# Task brief
Please print the lines of the items below word for word, from the line with "Rules. Find each instance of the glass" to the line with "point(92, 7)", including both of those lines and nothing else.

# Dataset content
****************************************
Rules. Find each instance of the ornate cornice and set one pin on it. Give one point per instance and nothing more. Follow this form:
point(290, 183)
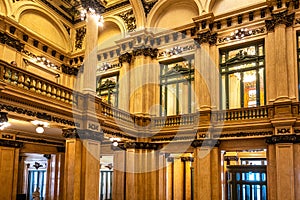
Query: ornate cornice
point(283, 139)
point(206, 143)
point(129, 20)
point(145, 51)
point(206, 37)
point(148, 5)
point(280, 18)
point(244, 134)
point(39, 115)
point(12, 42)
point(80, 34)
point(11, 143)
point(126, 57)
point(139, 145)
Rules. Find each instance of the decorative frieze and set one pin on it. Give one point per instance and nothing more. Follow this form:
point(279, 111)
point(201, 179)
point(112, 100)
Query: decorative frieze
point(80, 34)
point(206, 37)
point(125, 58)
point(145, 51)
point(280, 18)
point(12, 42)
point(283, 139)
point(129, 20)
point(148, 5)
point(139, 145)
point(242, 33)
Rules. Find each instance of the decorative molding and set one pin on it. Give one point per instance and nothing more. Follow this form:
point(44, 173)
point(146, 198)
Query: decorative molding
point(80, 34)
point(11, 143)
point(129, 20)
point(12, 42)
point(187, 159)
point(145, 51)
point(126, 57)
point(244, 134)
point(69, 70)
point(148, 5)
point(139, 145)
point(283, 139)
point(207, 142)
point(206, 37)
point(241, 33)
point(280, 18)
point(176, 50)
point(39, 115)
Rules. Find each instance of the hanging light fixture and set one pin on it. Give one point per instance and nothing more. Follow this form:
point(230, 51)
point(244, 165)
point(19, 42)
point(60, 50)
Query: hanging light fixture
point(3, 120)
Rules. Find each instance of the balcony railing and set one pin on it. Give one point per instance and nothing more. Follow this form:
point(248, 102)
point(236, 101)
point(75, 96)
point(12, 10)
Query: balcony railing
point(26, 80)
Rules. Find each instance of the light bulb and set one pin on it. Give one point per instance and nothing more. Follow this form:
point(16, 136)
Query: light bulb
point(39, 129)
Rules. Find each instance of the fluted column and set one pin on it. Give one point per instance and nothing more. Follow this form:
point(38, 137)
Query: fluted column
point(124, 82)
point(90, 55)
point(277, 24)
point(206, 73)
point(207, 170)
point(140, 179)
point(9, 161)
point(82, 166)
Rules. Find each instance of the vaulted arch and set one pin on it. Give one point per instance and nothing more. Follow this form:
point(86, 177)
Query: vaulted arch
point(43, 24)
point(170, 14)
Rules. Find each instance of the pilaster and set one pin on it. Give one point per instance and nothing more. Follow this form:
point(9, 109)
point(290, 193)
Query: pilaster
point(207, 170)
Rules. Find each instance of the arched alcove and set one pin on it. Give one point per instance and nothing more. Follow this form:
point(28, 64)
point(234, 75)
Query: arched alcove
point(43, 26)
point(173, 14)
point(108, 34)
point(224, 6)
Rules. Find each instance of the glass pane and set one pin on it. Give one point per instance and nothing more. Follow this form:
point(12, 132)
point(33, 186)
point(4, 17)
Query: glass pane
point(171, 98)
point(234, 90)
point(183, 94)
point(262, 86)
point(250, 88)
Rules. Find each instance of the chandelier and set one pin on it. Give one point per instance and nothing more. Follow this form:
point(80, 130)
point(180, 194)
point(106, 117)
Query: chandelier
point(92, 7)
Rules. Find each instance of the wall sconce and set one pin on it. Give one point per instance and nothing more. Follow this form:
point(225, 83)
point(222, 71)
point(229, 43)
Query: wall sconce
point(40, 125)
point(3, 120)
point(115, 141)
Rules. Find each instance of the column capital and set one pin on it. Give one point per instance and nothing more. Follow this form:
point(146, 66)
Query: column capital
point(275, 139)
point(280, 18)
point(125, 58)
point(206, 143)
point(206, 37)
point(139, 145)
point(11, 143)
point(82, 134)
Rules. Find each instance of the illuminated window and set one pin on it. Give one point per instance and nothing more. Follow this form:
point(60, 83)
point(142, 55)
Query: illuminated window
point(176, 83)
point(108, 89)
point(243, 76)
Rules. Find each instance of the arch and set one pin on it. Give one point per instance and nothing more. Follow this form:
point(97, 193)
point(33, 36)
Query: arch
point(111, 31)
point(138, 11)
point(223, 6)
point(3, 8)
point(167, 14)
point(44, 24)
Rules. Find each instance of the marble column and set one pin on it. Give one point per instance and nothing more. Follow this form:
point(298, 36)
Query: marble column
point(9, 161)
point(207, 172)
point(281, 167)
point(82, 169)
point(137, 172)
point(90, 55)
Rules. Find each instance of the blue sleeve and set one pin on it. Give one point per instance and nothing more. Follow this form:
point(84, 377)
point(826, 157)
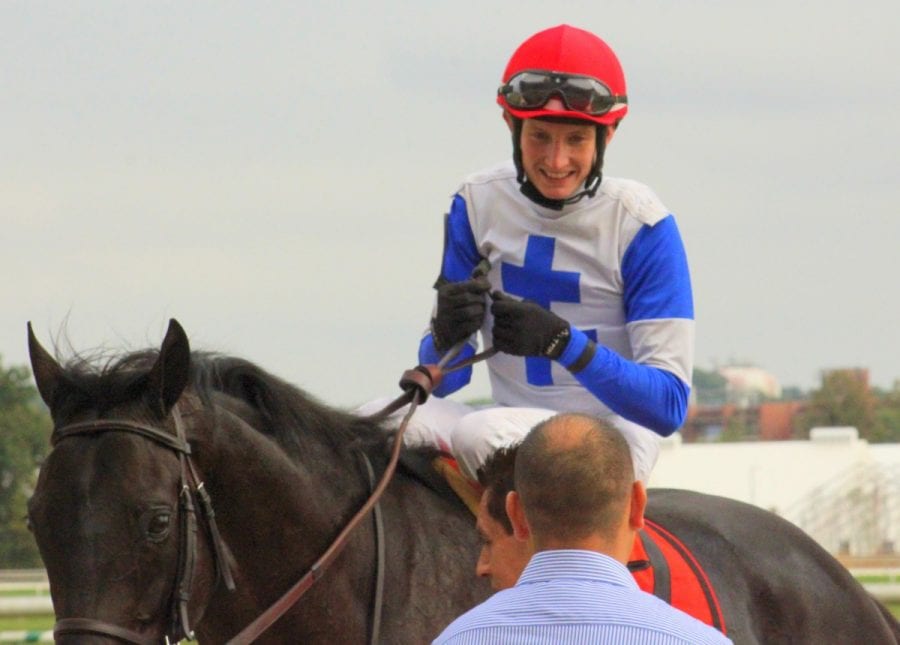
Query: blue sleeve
****************************************
# Response for this exercise
Rules. Find each instance of the glass pane and set one pin on it. Give one point per instance and nothing more. Follow this form:
point(12, 132)
point(33, 186)
point(4, 17)
Query: glass pane
point(171, 98)
point(234, 90)
point(183, 94)
point(262, 86)
point(250, 88)
Rules. Find each instance of the chandelier and set one pin on it. Give one point per instance and nothing more. Follow this form:
point(80, 130)
point(180, 194)
point(106, 117)
Query: chandelier
point(92, 7)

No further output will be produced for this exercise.